Data:
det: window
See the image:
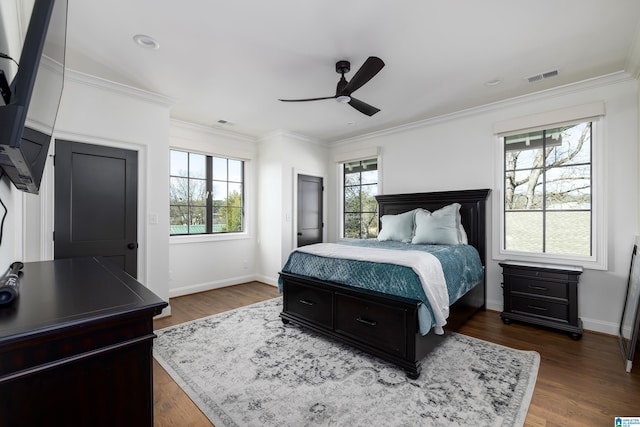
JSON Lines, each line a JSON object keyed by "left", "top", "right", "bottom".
{"left": 170, "top": 149, "right": 244, "bottom": 235}
{"left": 503, "top": 121, "right": 592, "bottom": 256}
{"left": 343, "top": 158, "right": 378, "bottom": 238}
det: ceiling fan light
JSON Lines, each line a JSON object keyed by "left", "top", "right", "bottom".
{"left": 336, "top": 95, "right": 351, "bottom": 104}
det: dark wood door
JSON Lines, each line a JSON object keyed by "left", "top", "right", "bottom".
{"left": 297, "top": 174, "right": 323, "bottom": 247}
{"left": 54, "top": 140, "right": 138, "bottom": 277}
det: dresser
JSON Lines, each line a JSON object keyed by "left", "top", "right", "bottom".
{"left": 0, "top": 257, "right": 167, "bottom": 426}
{"left": 500, "top": 262, "right": 583, "bottom": 339}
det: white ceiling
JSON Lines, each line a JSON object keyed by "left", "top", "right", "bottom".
{"left": 64, "top": 0, "right": 640, "bottom": 143}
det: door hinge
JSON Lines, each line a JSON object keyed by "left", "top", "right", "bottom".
{"left": 52, "top": 231, "right": 55, "bottom": 241}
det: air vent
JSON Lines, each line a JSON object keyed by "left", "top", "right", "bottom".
{"left": 527, "top": 69, "right": 559, "bottom": 83}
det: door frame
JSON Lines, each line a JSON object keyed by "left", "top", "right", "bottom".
{"left": 36, "top": 131, "right": 148, "bottom": 284}
{"left": 291, "top": 168, "right": 326, "bottom": 250}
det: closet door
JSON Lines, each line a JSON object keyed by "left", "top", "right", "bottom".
{"left": 54, "top": 140, "right": 138, "bottom": 277}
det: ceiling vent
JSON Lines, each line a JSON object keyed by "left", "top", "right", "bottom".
{"left": 526, "top": 69, "right": 559, "bottom": 83}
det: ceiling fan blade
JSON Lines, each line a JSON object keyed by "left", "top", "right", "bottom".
{"left": 278, "top": 96, "right": 336, "bottom": 102}
{"left": 348, "top": 97, "right": 380, "bottom": 116}
{"left": 341, "top": 56, "right": 385, "bottom": 95}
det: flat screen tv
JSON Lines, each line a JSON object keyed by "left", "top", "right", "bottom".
{"left": 0, "top": 0, "right": 67, "bottom": 194}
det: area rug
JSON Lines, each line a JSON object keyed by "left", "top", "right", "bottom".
{"left": 153, "top": 298, "right": 539, "bottom": 427}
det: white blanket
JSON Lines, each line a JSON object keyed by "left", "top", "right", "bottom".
{"left": 293, "top": 243, "right": 449, "bottom": 334}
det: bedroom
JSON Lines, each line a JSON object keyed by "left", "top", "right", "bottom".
{"left": 0, "top": 0, "right": 639, "bottom": 425}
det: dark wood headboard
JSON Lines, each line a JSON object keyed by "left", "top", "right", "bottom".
{"left": 375, "top": 189, "right": 491, "bottom": 266}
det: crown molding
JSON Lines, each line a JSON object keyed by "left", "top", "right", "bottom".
{"left": 170, "top": 118, "right": 256, "bottom": 143}
{"left": 332, "top": 71, "right": 635, "bottom": 147}
{"left": 259, "top": 129, "right": 327, "bottom": 147}
{"left": 64, "top": 68, "right": 175, "bottom": 107}
{"left": 625, "top": 22, "right": 640, "bottom": 79}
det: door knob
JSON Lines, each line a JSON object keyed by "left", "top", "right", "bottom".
{"left": 127, "top": 243, "right": 138, "bottom": 250}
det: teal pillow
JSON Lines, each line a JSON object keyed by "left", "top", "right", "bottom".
{"left": 411, "top": 203, "right": 462, "bottom": 245}
{"left": 377, "top": 209, "right": 417, "bottom": 243}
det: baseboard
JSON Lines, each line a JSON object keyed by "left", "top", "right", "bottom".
{"left": 257, "top": 274, "right": 279, "bottom": 287}
{"left": 169, "top": 274, "right": 261, "bottom": 298}
{"left": 486, "top": 299, "right": 503, "bottom": 312}
{"left": 581, "top": 317, "right": 620, "bottom": 336}
{"left": 154, "top": 304, "right": 172, "bottom": 319}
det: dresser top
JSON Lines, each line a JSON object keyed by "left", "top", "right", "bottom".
{"left": 0, "top": 257, "right": 167, "bottom": 344}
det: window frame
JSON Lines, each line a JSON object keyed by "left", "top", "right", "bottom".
{"left": 170, "top": 149, "right": 245, "bottom": 237}
{"left": 340, "top": 157, "right": 380, "bottom": 240}
{"left": 495, "top": 119, "right": 607, "bottom": 270}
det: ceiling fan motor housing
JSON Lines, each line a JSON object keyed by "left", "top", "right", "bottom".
{"left": 336, "top": 60, "right": 351, "bottom": 74}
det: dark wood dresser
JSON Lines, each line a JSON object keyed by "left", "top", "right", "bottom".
{"left": 0, "top": 257, "right": 167, "bottom": 427}
{"left": 500, "top": 262, "right": 583, "bottom": 339}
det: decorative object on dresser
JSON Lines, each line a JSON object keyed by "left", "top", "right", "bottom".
{"left": 0, "top": 257, "right": 167, "bottom": 426}
{"left": 153, "top": 297, "right": 540, "bottom": 427}
{"left": 279, "top": 188, "right": 491, "bottom": 378}
{"left": 619, "top": 236, "right": 640, "bottom": 373}
{"left": 500, "top": 261, "right": 583, "bottom": 340}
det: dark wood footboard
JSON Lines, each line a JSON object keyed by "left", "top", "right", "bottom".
{"left": 280, "top": 271, "right": 485, "bottom": 378}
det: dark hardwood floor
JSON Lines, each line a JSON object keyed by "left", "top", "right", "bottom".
{"left": 153, "top": 282, "right": 640, "bottom": 427}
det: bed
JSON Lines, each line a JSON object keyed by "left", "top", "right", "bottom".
{"left": 279, "top": 188, "right": 491, "bottom": 378}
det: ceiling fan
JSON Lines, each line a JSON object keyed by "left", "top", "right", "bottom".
{"left": 278, "top": 56, "right": 385, "bottom": 116}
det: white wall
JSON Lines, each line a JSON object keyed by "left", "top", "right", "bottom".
{"left": 0, "top": 0, "right": 39, "bottom": 267}
{"left": 329, "top": 73, "right": 638, "bottom": 335}
{"left": 256, "top": 131, "right": 329, "bottom": 285}
{"left": 166, "top": 128, "right": 330, "bottom": 293}
{"left": 0, "top": 183, "right": 19, "bottom": 267}
{"left": 52, "top": 70, "right": 173, "bottom": 311}
{"left": 168, "top": 120, "right": 259, "bottom": 297}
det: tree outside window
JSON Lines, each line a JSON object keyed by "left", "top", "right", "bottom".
{"left": 343, "top": 159, "right": 378, "bottom": 238}
{"left": 170, "top": 150, "right": 244, "bottom": 235}
{"left": 503, "top": 122, "right": 592, "bottom": 256}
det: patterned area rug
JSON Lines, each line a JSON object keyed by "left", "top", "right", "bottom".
{"left": 153, "top": 298, "right": 539, "bottom": 427}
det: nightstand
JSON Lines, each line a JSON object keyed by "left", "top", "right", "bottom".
{"left": 500, "top": 262, "right": 583, "bottom": 340}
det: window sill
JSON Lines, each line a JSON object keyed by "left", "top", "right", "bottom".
{"left": 170, "top": 232, "right": 251, "bottom": 245}
{"left": 493, "top": 251, "right": 607, "bottom": 271}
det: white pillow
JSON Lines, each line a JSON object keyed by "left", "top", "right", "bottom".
{"left": 377, "top": 209, "right": 417, "bottom": 243}
{"left": 458, "top": 221, "right": 468, "bottom": 245}
{"left": 411, "top": 203, "right": 462, "bottom": 245}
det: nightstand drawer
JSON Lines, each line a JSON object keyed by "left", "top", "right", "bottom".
{"left": 511, "top": 295, "right": 569, "bottom": 322}
{"left": 284, "top": 282, "right": 333, "bottom": 328}
{"left": 510, "top": 276, "right": 568, "bottom": 299}
{"left": 335, "top": 293, "right": 407, "bottom": 357}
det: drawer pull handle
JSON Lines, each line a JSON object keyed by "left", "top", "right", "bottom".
{"left": 527, "top": 305, "right": 548, "bottom": 311}
{"left": 356, "top": 317, "right": 377, "bottom": 327}
{"left": 528, "top": 285, "right": 548, "bottom": 291}
{"left": 298, "top": 299, "right": 315, "bottom": 306}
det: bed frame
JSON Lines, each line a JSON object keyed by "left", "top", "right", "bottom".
{"left": 279, "top": 188, "right": 491, "bottom": 378}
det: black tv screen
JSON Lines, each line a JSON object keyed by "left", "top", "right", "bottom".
{"left": 0, "top": 0, "right": 67, "bottom": 194}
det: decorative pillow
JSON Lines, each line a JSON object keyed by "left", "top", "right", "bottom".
{"left": 411, "top": 203, "right": 463, "bottom": 245}
{"left": 458, "top": 221, "right": 469, "bottom": 245}
{"left": 377, "top": 209, "right": 417, "bottom": 243}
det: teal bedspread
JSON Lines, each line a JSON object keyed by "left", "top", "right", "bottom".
{"left": 279, "top": 240, "right": 484, "bottom": 335}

Problem to work on:
All lines holding the word "frame" must be copied from the data.

Final answer:
det: door frame
det: window frame
det: bed frame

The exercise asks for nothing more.